## [EXTRACT]
The Governor went there to learn the extent of the damage. His staff will prepare applications for FEMA funding to help the taxpayers of Brownville recover from this. This is his responsibility and you are mocking him for it.
Since when has LePage lived up to his responsibilities?
He’s doing it right now helping Brownville. You can’t accept that can you?
I’m sorry! i guess I missed that one. Can you post a link to your source of information?
http://bangor-launch.newspackstaging.com/2012/06/26/news/piscataquis/lepage-en-route-to-brownville-as-town-continues-flood-repairs/
Thats why Dave Bernhardt and Dale Doughty were there.
The pics & videos are not quite as impressive (not in a good way) as seeing the damage in person….it was a very destructive rain event…..My sources do tell me that the Gov has a check for $216,000 in his pocket to help with the costs of repair….he had to use a little white-out on it to get rid of another town name, but it should be fine……
I heard the town of Brownville might actually refuse the check fearing that it will bounce, cash was requested instead.
I would be worried with all the entitlement and waste spending over the last thirty years.
if your looking for cash, you better call China…..after all, they’re the ones holding the short end on that useless fiat scheme…
Why did a certain town pay what they agreed too.
Again-in English this time?
Tragic
Mr LePage showed up to check out the damage.
Thank you Paul for your work.
John Baldacci didn’t own a polo shirt and always flew in to where the cameras were.
John Baldacci did over 2 thousand photo op’s in 8 years and only created beaurucrats durning his tenure
I wonder if the Gov. will be telling Obama to go to h*** ?
Since LePew’s been in office, he’s now changed his tune about telling Obama that. Instead, he says, “Welcome to Maine, the place I’m remaking into hell.”
Good one!!
Funny how Federal spending is a waste of money until people actually need it. Will critics of government spending remember Brownville next time they offer up their criticism?
It’s the waste in federal funding that people don’t like. Like giving billions to green energy companies that go bankrupt as soon as they deposit the check from the federal government. Or when the feds spend a $100 million on a $1million project.
You are right about that! However most of those companies that went broke were started during Bush’s watch.

(A block of data)
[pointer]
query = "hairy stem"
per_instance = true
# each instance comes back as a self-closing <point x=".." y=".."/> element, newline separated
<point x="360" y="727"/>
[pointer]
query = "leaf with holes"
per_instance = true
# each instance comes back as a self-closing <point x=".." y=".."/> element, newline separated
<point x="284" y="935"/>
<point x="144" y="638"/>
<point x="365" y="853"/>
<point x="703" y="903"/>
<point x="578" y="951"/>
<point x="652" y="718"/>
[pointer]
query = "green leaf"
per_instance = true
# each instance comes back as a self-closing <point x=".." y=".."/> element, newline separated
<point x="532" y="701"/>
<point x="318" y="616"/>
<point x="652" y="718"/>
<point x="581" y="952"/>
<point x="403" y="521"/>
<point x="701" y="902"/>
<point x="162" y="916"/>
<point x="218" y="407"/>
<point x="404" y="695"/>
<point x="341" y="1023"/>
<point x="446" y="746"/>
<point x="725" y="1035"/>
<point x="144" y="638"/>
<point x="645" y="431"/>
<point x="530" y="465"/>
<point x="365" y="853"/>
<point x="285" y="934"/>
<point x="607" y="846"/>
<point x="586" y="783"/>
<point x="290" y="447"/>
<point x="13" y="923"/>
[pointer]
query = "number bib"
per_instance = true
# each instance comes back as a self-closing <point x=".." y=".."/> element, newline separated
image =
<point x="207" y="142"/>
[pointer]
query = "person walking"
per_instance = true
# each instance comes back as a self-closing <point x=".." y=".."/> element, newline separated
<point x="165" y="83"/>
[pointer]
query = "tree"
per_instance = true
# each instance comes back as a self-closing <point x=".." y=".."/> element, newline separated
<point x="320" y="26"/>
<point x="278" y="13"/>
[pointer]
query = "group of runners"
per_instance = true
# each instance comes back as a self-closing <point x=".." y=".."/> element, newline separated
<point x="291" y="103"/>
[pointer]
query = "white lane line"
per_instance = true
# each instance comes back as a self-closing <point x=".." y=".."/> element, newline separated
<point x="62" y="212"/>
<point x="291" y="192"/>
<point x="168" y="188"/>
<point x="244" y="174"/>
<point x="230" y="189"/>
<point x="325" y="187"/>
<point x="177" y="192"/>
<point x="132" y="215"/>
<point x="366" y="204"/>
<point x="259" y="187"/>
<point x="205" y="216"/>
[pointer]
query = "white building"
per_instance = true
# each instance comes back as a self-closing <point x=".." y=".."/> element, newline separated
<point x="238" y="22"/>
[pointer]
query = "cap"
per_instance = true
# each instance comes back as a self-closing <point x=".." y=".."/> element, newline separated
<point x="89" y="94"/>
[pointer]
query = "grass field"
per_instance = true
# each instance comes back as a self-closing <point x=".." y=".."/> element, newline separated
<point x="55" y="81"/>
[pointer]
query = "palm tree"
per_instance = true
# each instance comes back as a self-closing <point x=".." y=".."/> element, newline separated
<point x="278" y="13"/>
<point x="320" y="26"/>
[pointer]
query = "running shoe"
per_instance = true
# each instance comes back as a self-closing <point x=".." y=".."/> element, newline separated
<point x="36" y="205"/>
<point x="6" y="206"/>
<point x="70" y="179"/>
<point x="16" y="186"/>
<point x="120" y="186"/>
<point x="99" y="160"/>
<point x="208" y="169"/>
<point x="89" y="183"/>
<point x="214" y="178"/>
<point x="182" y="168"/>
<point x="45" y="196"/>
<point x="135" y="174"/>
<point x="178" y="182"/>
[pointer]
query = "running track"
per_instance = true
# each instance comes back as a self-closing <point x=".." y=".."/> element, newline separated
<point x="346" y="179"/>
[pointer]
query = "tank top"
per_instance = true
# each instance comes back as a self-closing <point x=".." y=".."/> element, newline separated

## [YOUR GOAL]
List every person named in the comments by both a first and a last name. The lines are not needed here.

## [ANSWER TO THIS PROBLEM]
Dave Bernhardt, Dale Doughty, John Baldacci